:: MATERIALS PROVIDED ::

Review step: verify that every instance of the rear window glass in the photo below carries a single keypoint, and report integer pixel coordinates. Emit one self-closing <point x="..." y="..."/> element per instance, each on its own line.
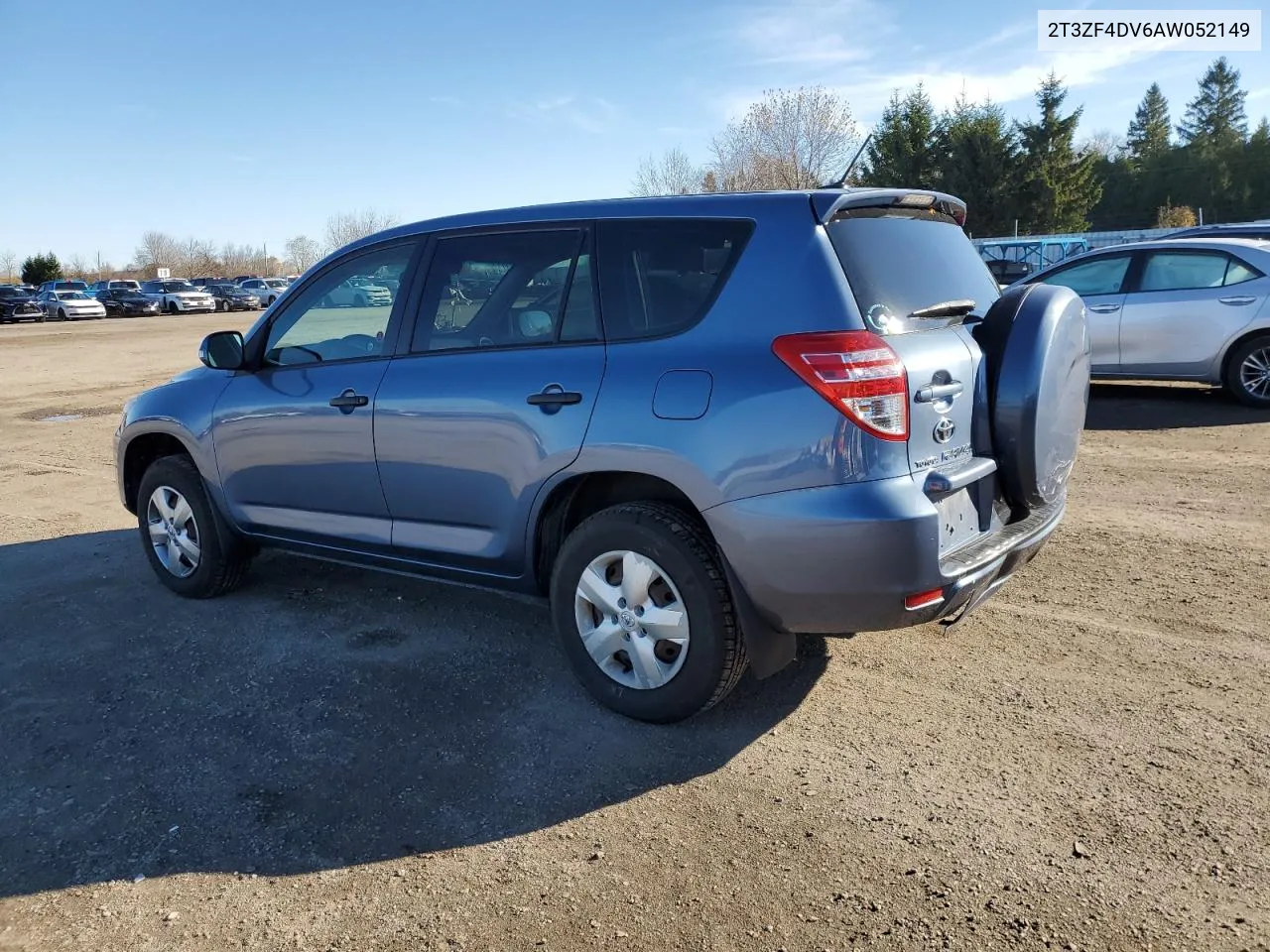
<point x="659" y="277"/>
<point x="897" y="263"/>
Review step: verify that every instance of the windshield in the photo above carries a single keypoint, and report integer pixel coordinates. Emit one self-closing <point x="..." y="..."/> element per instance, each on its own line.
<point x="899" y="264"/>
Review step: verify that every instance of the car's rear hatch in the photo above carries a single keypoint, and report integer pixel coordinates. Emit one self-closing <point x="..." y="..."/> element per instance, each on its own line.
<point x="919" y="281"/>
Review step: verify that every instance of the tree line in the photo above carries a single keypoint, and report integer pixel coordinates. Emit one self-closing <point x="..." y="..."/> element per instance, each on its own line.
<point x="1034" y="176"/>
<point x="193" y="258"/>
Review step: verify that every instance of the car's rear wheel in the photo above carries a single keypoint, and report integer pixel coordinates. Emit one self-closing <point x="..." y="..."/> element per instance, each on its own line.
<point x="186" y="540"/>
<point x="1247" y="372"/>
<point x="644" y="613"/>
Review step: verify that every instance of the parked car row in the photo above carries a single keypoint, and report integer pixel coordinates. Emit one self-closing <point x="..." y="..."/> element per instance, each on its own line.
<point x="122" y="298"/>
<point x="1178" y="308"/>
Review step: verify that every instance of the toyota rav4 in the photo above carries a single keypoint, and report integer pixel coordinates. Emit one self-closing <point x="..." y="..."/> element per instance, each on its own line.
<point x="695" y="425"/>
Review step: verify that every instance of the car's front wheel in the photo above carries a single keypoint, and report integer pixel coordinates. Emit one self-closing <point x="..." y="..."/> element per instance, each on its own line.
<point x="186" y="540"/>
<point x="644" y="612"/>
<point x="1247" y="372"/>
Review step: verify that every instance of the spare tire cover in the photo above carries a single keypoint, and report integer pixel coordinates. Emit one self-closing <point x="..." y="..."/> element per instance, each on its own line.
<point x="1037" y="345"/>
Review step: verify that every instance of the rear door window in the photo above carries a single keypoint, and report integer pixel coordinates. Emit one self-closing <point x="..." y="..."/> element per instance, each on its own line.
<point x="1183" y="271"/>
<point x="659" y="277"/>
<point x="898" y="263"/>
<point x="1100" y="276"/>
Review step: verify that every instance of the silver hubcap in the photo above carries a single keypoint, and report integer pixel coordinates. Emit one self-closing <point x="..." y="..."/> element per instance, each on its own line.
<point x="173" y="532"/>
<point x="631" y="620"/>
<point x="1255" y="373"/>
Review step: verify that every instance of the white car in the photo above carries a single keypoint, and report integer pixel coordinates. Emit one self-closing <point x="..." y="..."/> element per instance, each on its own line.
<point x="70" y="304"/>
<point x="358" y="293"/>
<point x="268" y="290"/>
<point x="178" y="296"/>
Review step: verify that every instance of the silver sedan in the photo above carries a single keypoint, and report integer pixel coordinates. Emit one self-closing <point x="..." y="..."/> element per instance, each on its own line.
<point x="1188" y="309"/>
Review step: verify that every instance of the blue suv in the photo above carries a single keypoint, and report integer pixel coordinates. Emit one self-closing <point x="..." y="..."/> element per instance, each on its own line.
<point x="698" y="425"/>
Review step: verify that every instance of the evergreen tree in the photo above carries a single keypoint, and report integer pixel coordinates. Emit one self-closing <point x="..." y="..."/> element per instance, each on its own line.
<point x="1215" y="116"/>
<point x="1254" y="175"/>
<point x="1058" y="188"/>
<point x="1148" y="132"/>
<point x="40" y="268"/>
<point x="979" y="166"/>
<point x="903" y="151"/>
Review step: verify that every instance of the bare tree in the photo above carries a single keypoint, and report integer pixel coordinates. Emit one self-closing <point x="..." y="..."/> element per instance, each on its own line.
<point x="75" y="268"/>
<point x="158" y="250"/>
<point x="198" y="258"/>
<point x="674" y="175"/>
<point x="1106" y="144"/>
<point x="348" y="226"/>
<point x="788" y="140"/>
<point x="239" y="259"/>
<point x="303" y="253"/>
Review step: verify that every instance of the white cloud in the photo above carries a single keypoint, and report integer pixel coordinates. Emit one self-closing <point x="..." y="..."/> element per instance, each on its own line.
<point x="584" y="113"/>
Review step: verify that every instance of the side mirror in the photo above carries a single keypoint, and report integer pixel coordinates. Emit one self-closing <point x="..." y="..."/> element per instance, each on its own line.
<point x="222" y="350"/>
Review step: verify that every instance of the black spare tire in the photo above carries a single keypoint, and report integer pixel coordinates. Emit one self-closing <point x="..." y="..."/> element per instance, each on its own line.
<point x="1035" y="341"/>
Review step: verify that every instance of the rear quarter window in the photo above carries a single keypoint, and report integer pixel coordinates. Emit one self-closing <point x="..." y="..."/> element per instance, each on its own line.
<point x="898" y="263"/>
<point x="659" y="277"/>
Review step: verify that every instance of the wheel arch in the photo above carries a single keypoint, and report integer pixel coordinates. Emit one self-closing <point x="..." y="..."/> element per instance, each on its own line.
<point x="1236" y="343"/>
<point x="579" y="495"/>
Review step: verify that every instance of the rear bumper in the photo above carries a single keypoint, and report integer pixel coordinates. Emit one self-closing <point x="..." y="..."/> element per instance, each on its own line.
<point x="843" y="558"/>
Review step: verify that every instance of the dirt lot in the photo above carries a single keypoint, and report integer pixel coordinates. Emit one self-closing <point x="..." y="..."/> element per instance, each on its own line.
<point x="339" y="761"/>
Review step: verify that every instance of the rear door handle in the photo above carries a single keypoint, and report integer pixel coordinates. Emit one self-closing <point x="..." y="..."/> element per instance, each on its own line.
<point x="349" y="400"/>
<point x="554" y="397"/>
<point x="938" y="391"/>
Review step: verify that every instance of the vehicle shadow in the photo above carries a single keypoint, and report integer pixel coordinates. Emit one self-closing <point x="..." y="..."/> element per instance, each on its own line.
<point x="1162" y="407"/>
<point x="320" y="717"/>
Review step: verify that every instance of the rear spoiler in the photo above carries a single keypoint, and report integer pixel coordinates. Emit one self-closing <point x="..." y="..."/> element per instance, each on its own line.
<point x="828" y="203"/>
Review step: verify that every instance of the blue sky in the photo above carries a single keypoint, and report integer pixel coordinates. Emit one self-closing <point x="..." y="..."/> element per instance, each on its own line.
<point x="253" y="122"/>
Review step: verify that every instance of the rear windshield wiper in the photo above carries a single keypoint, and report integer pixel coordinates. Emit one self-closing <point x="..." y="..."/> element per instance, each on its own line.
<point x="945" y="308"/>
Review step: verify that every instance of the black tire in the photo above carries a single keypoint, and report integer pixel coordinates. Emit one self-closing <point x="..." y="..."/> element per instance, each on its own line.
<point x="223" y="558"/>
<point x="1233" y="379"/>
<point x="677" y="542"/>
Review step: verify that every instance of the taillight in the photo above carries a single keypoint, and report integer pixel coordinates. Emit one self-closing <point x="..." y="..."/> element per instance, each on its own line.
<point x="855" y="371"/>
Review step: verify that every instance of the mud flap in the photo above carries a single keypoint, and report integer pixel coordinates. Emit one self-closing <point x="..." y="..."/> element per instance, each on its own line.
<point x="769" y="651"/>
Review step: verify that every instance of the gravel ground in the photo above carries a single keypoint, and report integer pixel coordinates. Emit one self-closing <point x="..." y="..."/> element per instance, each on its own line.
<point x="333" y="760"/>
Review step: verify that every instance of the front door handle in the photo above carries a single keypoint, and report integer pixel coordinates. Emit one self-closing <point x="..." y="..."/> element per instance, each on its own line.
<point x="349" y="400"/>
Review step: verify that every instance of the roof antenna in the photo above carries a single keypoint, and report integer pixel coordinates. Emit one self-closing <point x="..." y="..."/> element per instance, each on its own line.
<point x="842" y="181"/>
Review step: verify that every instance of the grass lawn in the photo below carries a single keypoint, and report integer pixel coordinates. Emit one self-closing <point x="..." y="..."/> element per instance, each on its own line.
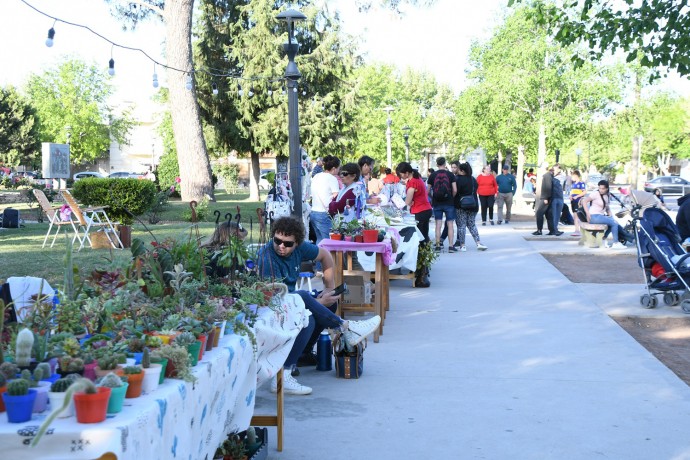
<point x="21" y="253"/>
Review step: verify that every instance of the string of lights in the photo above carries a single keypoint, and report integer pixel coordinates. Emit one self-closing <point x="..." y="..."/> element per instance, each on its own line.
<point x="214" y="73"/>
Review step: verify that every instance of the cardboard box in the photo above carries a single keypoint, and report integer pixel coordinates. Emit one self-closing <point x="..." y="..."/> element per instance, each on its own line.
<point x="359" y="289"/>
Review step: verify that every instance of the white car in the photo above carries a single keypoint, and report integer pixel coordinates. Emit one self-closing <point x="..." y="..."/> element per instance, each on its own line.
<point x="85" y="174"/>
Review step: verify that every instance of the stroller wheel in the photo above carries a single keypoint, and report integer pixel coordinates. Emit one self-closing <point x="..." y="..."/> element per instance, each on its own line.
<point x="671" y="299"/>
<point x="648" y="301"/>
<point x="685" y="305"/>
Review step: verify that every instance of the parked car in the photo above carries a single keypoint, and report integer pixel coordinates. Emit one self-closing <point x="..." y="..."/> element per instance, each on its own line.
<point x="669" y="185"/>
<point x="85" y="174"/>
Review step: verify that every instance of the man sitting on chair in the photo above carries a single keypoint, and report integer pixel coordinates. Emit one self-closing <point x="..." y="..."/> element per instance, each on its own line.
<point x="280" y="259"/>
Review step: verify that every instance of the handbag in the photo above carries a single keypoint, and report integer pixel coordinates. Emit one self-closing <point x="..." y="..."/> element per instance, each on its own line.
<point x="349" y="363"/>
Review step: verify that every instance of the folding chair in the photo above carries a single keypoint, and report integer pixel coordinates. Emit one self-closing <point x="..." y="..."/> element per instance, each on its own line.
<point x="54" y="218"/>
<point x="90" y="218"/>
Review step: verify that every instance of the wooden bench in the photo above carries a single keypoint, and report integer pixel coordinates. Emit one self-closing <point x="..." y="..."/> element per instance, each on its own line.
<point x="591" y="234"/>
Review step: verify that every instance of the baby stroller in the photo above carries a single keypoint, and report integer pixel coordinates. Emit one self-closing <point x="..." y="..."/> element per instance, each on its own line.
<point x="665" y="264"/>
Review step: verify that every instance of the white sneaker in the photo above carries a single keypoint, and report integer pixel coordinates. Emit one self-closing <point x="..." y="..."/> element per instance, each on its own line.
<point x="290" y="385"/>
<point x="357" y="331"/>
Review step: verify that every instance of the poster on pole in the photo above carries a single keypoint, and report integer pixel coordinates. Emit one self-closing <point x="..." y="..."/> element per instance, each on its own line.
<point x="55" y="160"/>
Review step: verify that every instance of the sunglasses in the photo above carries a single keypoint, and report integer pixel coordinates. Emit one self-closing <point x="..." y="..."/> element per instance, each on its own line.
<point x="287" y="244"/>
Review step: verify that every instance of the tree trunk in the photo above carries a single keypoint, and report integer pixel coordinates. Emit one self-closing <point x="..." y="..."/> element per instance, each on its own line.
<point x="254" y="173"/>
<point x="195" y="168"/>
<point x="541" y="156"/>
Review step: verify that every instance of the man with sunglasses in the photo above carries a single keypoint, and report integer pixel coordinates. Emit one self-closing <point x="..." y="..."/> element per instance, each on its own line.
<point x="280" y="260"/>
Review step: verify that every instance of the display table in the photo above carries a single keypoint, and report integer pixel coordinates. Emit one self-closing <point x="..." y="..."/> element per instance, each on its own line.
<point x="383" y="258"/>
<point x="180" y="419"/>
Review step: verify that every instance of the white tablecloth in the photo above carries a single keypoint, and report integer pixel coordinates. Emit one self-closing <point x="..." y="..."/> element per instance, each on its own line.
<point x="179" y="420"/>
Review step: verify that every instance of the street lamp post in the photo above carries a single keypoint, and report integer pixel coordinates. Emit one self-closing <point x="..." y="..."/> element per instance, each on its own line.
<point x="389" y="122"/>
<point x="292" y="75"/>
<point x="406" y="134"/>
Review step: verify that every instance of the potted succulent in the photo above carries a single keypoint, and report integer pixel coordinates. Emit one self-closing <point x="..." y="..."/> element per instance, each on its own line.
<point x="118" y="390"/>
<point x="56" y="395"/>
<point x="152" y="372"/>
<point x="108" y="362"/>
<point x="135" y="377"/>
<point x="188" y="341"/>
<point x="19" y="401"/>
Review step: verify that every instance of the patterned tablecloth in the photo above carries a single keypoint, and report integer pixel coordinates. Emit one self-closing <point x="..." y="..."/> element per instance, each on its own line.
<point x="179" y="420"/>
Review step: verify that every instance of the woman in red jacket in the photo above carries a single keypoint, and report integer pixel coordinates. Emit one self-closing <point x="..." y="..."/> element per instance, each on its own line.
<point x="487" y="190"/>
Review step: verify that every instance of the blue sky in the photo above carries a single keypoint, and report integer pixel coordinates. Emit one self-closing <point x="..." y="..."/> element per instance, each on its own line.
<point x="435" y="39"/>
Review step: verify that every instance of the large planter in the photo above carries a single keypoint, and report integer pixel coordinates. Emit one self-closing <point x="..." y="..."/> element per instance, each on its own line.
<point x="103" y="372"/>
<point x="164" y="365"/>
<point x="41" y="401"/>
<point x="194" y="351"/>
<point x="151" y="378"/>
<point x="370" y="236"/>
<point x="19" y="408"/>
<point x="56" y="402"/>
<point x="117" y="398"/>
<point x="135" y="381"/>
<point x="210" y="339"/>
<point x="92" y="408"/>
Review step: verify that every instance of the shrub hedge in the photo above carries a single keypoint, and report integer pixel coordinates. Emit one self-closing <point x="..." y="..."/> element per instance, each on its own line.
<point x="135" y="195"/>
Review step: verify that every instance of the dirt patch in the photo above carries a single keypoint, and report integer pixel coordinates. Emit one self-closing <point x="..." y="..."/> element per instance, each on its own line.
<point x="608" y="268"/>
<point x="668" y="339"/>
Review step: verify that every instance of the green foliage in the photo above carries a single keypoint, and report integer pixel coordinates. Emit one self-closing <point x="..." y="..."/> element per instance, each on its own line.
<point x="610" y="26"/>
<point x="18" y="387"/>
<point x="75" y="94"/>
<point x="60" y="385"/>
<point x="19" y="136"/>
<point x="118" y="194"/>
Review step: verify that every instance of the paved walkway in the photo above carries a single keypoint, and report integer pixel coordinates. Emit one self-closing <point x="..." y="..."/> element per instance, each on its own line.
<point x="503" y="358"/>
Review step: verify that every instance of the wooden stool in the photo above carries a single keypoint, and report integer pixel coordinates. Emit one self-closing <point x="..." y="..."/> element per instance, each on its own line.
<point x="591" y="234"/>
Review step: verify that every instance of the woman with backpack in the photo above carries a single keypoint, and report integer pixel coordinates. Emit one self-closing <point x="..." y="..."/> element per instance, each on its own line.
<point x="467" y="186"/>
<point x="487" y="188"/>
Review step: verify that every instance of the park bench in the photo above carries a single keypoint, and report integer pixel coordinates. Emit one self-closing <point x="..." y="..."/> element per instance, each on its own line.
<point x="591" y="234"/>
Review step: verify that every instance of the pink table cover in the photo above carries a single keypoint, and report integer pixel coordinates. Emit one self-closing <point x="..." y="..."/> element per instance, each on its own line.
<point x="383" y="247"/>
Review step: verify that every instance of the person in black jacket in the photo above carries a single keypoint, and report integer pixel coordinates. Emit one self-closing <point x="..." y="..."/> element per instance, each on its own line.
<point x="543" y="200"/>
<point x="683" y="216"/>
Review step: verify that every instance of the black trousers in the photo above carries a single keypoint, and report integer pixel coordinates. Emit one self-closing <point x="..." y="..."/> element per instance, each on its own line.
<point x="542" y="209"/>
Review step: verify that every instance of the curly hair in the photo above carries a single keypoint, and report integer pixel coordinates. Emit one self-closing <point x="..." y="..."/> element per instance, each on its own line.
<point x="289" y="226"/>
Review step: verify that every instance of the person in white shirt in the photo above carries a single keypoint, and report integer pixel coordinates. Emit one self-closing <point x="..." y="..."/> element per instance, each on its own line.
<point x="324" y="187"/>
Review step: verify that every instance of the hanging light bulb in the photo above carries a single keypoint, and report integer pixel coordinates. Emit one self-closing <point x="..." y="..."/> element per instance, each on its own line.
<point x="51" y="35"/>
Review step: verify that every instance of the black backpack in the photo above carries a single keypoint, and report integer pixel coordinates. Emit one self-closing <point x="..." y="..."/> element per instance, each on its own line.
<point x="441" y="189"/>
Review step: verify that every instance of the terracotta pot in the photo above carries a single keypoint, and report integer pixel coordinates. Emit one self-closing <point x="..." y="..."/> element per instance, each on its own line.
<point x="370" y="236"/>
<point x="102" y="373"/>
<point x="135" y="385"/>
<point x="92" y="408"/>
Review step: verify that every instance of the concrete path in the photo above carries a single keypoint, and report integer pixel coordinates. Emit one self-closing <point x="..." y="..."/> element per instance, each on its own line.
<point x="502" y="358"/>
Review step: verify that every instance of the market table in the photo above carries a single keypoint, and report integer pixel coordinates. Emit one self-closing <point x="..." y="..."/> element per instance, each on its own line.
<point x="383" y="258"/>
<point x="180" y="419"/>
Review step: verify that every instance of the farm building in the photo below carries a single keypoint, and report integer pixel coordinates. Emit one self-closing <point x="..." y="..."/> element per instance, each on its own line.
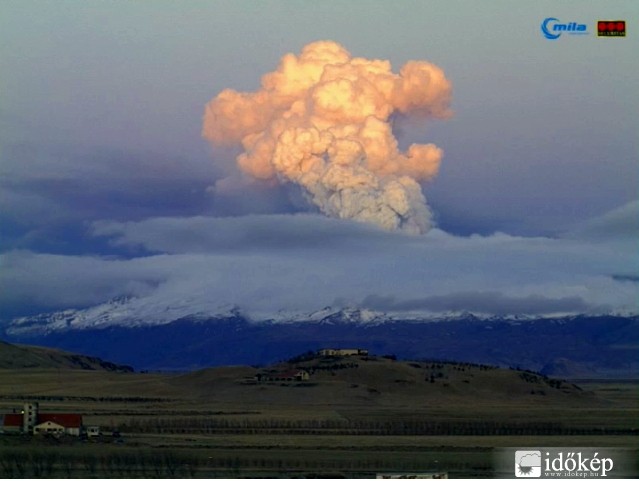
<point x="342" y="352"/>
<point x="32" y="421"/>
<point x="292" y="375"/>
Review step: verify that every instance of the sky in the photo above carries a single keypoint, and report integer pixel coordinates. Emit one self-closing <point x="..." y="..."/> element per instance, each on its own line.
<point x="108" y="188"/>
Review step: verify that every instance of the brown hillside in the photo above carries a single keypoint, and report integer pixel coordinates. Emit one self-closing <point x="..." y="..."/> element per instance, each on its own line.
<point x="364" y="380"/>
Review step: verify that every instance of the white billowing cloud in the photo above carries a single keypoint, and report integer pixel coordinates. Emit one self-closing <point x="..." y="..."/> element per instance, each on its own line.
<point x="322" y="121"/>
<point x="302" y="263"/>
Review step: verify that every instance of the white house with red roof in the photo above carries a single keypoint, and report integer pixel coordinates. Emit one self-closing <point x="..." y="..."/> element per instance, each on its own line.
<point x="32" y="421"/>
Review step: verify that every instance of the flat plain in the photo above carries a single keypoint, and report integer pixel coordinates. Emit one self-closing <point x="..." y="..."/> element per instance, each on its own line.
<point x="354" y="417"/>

:::

Exactly repeat the lines from the line that contains "Review step: verify that every instance of the sky" to the end of the entries, both included, and leave out all other lines.

Review step: verify that every instance of the sky in the photo above carries a single keypoint, and report integer pixel coordinates. Emit one self-closing <point x="..." y="..."/> element per instance, each on its own line.
<point x="108" y="188"/>
Review step: verify that every instance of the brown hillside in the photo above carries a single keypoint, and report integer pixel coordinates. Emit one self-closing <point x="..." y="..."/> element per instance, each on its own line.
<point x="364" y="380"/>
Review step: verify that every instance of the white billowing cloud in the photo above carries a single keypoint, and report integer pixel coordinates. Emit one self-closing <point x="..." y="..."/> element per instance, each on its own line.
<point x="322" y="121"/>
<point x="302" y="263"/>
Review step: verify that every instance of the white house with red roof in the photo above carries a single keypoint, and report integer pixel coordinates. Emit one self-closing <point x="..." y="..."/> element per instance, each on its own line.
<point x="32" y="421"/>
Review step: verify that every instance of the flat plain in the photo above carries a single keypoint, and report integer pixel coordinates. Emit one self-closing <point x="..." y="..."/> element per instance, each on its own line.
<point x="354" y="417"/>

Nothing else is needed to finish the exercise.